Collect every line of the material below that contains the string "positive", matching case exactly.

* The records:
^^^^^^^^^^^^^^^^

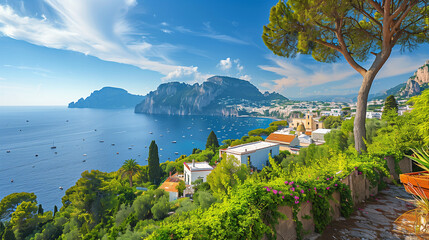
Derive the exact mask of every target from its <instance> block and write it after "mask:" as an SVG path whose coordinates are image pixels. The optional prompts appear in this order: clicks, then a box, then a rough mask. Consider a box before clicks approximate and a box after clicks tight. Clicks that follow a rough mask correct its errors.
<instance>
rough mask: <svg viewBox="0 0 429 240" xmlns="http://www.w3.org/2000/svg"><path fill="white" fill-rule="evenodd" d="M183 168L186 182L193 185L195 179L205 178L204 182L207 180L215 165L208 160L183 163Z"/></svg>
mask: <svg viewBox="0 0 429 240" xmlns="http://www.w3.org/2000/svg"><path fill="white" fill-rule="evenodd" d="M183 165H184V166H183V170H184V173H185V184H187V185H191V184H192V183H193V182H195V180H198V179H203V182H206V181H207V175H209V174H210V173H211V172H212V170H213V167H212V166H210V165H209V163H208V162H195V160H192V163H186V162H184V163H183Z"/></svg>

^^^^^^^^^^^^^^^^

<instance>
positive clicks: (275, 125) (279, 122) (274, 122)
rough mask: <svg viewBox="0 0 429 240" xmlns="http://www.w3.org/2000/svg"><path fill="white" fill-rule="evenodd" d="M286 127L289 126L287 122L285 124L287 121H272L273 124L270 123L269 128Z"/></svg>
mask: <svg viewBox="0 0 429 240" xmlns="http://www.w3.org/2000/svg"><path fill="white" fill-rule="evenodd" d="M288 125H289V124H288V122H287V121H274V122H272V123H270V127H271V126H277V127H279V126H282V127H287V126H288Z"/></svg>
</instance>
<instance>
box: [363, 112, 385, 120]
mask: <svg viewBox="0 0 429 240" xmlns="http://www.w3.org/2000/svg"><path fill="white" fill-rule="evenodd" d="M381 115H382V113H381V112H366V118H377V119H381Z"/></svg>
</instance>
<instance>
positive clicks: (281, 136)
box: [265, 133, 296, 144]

^^^^^^^^^^^^^^^^

* Result for this exercise:
positive clicks: (275, 125) (279, 122) (274, 122)
positive clicks: (281, 136)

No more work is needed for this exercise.